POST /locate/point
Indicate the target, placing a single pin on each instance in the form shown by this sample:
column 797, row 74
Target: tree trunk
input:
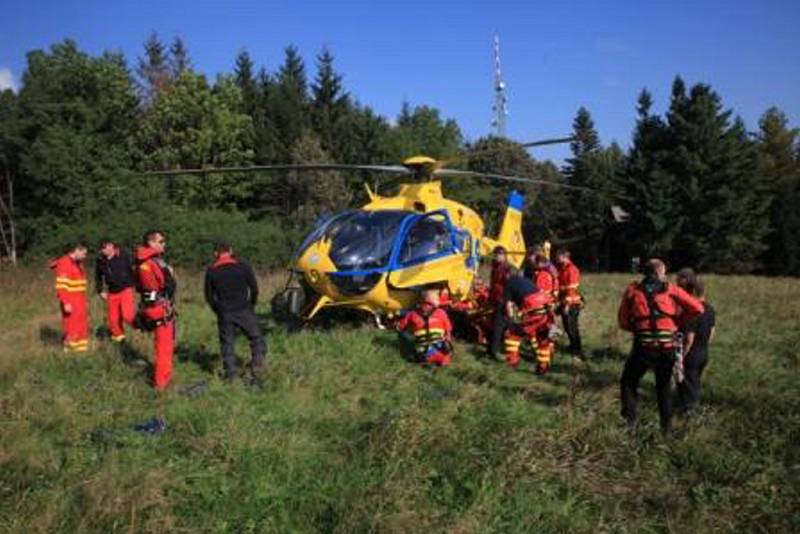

What is needed>
An unchanged copy of the data, images excluded, is all that should be given.

Answer box>
POST /locate/point
Indicate the target, placing a single pin on each instance in the form shown by this sample:
column 797, row 74
Target: tree trunk
input:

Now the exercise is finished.